◆ **Data supplied**
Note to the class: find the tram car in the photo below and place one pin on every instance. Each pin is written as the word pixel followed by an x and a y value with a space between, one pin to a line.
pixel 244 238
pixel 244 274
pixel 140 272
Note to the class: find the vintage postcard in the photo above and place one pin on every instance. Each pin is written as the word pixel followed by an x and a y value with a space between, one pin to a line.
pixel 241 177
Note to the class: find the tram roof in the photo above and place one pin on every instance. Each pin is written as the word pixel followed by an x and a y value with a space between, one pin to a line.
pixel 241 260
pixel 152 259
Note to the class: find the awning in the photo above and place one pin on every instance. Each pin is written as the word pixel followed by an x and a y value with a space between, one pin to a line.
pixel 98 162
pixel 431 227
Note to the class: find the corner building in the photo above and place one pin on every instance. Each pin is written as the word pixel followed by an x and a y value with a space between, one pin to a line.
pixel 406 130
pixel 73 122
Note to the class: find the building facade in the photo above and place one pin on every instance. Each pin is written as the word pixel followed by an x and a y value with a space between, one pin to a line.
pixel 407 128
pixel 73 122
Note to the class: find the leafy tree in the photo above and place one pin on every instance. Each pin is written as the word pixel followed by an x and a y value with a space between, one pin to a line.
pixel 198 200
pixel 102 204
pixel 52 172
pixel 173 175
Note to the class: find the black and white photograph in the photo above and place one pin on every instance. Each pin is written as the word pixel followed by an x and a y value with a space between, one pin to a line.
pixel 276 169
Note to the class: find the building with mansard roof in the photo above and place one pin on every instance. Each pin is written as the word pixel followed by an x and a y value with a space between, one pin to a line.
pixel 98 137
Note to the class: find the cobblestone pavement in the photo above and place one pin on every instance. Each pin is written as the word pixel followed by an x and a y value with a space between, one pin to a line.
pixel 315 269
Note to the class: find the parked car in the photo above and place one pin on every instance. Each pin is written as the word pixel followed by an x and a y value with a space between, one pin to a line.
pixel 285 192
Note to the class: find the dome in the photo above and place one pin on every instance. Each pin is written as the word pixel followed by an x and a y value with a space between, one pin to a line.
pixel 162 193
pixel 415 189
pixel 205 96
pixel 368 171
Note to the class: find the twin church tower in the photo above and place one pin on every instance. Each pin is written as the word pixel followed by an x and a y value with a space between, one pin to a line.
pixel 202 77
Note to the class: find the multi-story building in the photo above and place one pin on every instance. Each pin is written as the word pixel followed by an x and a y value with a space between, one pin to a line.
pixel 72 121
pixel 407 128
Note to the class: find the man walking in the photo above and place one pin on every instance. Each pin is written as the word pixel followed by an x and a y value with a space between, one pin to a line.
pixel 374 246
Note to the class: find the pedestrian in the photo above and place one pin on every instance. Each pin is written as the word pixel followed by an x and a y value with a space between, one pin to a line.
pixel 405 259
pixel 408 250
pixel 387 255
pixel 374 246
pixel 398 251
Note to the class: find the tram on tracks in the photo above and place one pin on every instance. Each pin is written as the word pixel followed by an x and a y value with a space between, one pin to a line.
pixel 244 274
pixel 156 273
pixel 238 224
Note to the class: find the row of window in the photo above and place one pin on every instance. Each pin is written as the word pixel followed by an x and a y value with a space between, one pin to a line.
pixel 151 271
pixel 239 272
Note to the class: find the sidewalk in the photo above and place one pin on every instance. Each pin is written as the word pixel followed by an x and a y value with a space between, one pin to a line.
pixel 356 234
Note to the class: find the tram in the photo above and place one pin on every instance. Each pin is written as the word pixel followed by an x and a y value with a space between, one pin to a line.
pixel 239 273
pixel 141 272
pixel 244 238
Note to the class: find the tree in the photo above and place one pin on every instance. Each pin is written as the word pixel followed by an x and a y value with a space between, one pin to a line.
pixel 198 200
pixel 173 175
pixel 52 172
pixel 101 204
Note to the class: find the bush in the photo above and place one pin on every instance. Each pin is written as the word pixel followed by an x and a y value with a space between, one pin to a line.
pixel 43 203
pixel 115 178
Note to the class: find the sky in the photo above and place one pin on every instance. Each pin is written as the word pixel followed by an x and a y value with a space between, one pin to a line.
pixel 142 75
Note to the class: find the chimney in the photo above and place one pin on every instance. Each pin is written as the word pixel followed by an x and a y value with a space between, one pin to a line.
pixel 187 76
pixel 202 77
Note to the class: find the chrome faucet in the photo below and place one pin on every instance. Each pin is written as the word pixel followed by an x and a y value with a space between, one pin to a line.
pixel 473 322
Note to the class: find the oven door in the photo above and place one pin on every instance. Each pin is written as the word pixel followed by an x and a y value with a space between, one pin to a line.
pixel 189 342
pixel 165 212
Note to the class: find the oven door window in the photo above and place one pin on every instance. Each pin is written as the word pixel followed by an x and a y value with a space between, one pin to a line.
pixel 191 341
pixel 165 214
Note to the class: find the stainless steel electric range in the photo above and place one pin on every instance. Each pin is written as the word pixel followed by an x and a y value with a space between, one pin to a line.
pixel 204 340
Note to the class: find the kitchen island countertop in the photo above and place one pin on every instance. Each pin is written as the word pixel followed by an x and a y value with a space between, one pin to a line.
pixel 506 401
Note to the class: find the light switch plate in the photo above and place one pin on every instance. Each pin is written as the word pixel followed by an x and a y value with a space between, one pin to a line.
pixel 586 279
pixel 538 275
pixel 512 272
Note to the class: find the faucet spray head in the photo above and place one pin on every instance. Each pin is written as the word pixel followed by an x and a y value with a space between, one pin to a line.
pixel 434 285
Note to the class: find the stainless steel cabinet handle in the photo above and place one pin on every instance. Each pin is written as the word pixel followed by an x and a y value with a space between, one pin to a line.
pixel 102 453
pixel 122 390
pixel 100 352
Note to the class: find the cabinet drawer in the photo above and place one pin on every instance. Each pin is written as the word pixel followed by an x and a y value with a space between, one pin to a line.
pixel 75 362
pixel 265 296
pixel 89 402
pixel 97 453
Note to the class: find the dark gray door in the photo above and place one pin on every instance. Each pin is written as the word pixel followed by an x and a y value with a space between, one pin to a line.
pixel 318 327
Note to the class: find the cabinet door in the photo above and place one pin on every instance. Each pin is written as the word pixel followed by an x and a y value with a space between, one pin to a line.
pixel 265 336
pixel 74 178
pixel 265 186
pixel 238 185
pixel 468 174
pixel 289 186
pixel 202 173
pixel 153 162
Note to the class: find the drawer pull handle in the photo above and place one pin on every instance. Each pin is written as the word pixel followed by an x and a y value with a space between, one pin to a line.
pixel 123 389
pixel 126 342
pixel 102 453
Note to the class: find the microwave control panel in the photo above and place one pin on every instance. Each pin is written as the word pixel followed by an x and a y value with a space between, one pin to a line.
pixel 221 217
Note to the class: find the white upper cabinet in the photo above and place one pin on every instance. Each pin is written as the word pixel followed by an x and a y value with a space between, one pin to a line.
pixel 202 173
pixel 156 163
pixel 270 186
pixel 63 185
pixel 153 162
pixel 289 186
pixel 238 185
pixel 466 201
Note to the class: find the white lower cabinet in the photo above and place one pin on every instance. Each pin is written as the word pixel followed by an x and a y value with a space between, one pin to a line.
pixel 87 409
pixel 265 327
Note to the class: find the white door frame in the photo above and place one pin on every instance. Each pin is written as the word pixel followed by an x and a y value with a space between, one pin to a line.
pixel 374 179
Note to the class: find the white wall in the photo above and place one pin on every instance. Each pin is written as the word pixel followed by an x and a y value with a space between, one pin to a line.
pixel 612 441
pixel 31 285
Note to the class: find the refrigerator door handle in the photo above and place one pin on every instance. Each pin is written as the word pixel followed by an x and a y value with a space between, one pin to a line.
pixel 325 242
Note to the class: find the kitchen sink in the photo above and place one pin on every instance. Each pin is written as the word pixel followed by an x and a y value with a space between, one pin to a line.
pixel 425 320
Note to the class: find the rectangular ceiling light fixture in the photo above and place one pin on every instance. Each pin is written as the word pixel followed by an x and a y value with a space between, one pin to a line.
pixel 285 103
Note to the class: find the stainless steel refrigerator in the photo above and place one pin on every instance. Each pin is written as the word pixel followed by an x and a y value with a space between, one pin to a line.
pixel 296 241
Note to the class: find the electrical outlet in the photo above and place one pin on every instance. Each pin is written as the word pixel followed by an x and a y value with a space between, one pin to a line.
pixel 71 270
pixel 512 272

◆ **Exercise directions**
Copy out exactly the lines that begin at the one with "Note to the class: find the electrical" and end at the close of the material above; nothing else belongs in the answer.

◆ **Answer for the task**
Note to the class: find the electrical outlet in the photo above and place one pin on every instance. Each pin is written as the word pixel followed by an x and a y value with a space between, one pin to a line.
pixel 71 270
pixel 512 272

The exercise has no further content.